Job: Can you render every one of the records below as a numbered list of lines, leaving out blank lines and the pictures?

Start

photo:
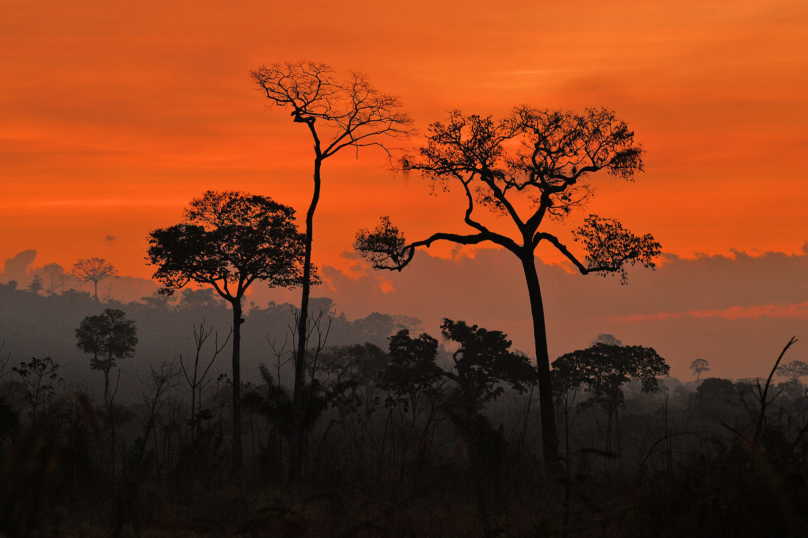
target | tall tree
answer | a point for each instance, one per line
(531, 167)
(108, 337)
(603, 369)
(94, 270)
(228, 241)
(339, 114)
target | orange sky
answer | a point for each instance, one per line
(113, 116)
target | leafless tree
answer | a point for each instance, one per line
(160, 381)
(94, 270)
(339, 114)
(196, 377)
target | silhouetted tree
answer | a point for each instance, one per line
(40, 378)
(229, 240)
(57, 276)
(793, 370)
(94, 270)
(699, 366)
(603, 369)
(108, 337)
(412, 371)
(36, 285)
(338, 114)
(532, 166)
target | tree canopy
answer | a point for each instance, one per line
(603, 370)
(229, 240)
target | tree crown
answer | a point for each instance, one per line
(229, 240)
(532, 165)
(603, 369)
(352, 110)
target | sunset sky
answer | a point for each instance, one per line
(116, 114)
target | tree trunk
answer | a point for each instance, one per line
(547, 409)
(296, 440)
(108, 402)
(237, 321)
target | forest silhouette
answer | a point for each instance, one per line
(325, 426)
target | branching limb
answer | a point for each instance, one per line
(385, 247)
(609, 247)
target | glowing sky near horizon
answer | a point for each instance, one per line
(114, 115)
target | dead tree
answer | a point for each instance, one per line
(196, 377)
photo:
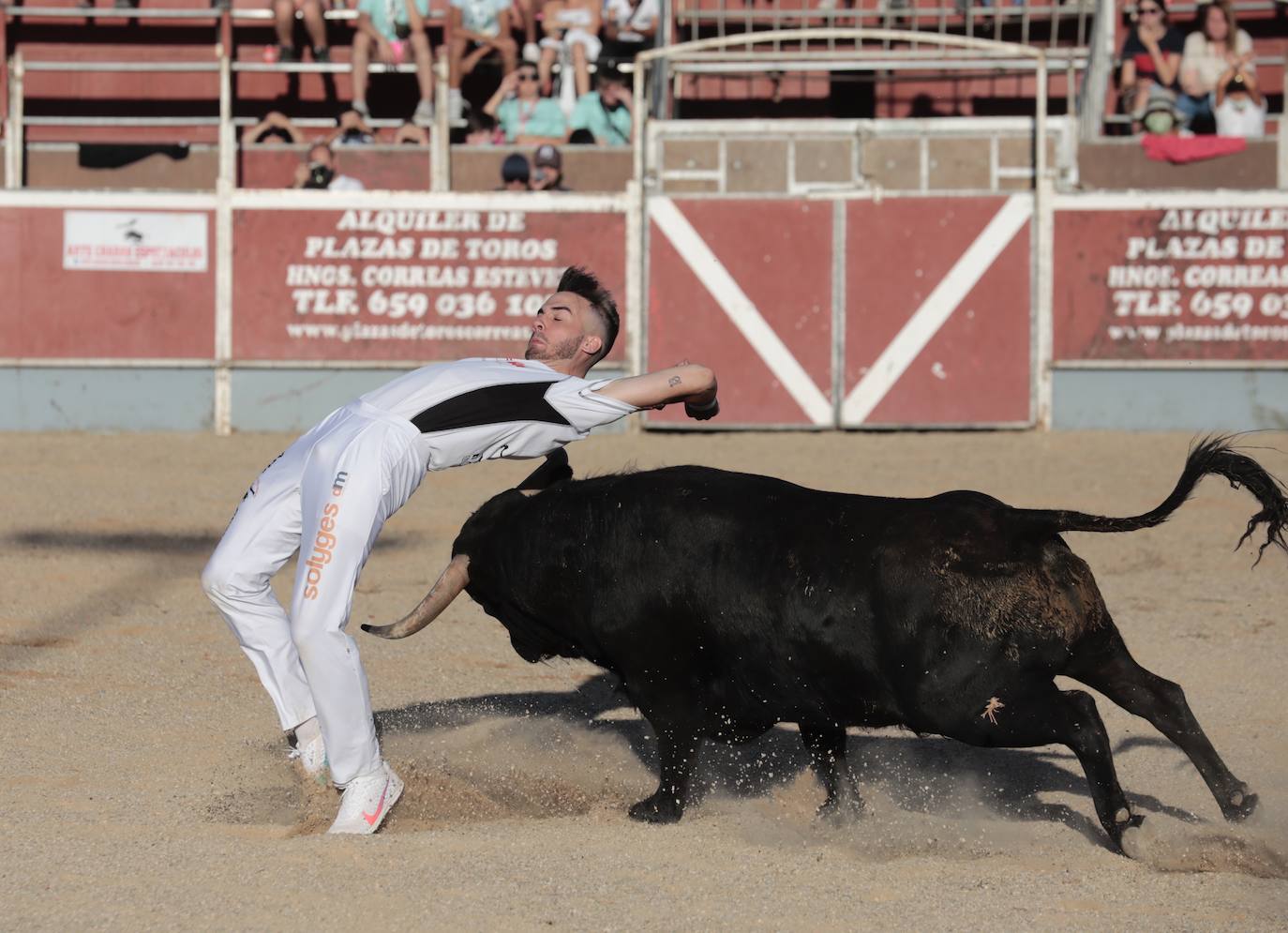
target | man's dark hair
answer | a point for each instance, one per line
(582, 282)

End

Full response:
1. photo:
2. target | tall tree
3. answer | a point for each instance, one per line
4. (531, 167)
5. (108, 337)
6. (603, 369)
7. (94, 270)
8. (228, 241)
9. (339, 114)
10. target | orange sky
11. answer | a point for each instance, one per line
12. (113, 116)
13. target | leafless tree
14. answer | a point for each instance, one per line
15. (160, 381)
16. (94, 270)
17. (339, 114)
18. (196, 377)
19. target | silhouetted tree
20. answer | a point for each instance, one per line
21. (40, 378)
22. (229, 240)
23. (57, 276)
24. (793, 370)
25. (94, 270)
26. (699, 366)
27. (603, 369)
28. (108, 337)
29. (412, 371)
30. (36, 285)
31. (338, 114)
32. (532, 166)
33. target | tree canopy
34. answer | a point for each instance, one per line
35. (603, 370)
36. (229, 240)
37. target | tree crown
38. answer | a point for each instance, one per line
39. (229, 240)
40. (532, 165)
41. (603, 369)
42. (352, 110)
43. target | sunset sky
44. answer | a point for each instance, one per line
45. (116, 114)
46. target | tree trunk
47. answer | a point for each instance, one per line
48. (547, 409)
49. (296, 440)
50. (108, 402)
51. (237, 321)
52. target | forest silhouette
53. answer | a point for each instance, one per line
54. (325, 426)
55. target | branching limb
56. answer | a point for each instance, one per line
57. (385, 247)
58. (609, 247)
59. target | glowing sky near horizon
60. answer | a point for each instance, one per line
61. (114, 115)
62. target | dead tree
63. answer | a point for each instance, one per line
64. (196, 377)
65. photo:
66. target | man's dark hair
67. answer | a point for each instance, one per line
68. (582, 282)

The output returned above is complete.